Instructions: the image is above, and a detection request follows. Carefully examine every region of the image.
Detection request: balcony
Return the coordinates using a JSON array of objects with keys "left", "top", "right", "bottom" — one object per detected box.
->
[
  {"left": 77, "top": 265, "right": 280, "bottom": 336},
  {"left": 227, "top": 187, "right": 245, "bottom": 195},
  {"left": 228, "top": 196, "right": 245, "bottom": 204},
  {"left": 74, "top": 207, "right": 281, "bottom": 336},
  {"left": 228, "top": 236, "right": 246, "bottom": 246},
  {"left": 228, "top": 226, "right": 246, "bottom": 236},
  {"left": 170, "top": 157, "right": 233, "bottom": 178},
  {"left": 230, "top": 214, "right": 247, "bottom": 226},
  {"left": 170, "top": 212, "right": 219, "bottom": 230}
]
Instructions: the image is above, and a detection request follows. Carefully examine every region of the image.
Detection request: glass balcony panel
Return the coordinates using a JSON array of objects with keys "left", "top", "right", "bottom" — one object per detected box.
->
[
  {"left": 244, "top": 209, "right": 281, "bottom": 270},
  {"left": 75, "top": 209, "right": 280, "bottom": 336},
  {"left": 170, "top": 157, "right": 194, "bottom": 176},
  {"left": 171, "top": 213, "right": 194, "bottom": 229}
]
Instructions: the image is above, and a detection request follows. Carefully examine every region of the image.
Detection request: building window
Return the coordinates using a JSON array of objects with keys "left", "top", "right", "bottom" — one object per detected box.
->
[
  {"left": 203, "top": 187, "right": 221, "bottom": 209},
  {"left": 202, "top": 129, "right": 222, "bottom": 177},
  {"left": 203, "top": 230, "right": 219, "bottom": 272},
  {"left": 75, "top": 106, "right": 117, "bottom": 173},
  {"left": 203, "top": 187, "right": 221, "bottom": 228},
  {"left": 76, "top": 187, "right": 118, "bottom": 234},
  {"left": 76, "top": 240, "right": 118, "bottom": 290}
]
----
PROBLEM DESCRIPTION:
Output all of the material, please, exactly as it stands.

RESULT:
Instructions: the image is above, and a detection request follows. Carefully examine every region of the image.
Detection request: balcony
Return the coordinates using a JSON array of objects with keys "left", "top", "right", "bottom" — one object per detected box.
->
[
  {"left": 77, "top": 265, "right": 280, "bottom": 336},
  {"left": 227, "top": 187, "right": 245, "bottom": 195},
  {"left": 228, "top": 196, "right": 245, "bottom": 204},
  {"left": 74, "top": 207, "right": 281, "bottom": 336},
  {"left": 228, "top": 236, "right": 246, "bottom": 246},
  {"left": 228, "top": 226, "right": 246, "bottom": 236},
  {"left": 170, "top": 157, "right": 233, "bottom": 178},
  {"left": 230, "top": 214, "right": 247, "bottom": 226},
  {"left": 170, "top": 212, "right": 219, "bottom": 230}
]
Instructions: the image is above, and a detection request follows. Carefully examine every region of the image.
Detection request: glass balcony panel
Return the coordinates using a JSON array of objects with keys "left", "top", "right", "bottom" — one object per detected box.
->
[
  {"left": 244, "top": 209, "right": 281, "bottom": 270},
  {"left": 75, "top": 209, "right": 280, "bottom": 336},
  {"left": 170, "top": 157, "right": 194, "bottom": 176},
  {"left": 171, "top": 213, "right": 194, "bottom": 229}
]
Instructions: the image is above, and a detection request follows. Carefully examine every region of the image.
Detection request: building window
Return the coordinates using a JSON array of objects with keys "left", "top", "right", "bottom" — one object per detected box.
->
[
  {"left": 203, "top": 187, "right": 221, "bottom": 209},
  {"left": 202, "top": 129, "right": 222, "bottom": 177},
  {"left": 203, "top": 230, "right": 219, "bottom": 272},
  {"left": 75, "top": 106, "right": 117, "bottom": 173},
  {"left": 203, "top": 187, "right": 221, "bottom": 228},
  {"left": 76, "top": 187, "right": 118, "bottom": 234},
  {"left": 76, "top": 240, "right": 118, "bottom": 290}
]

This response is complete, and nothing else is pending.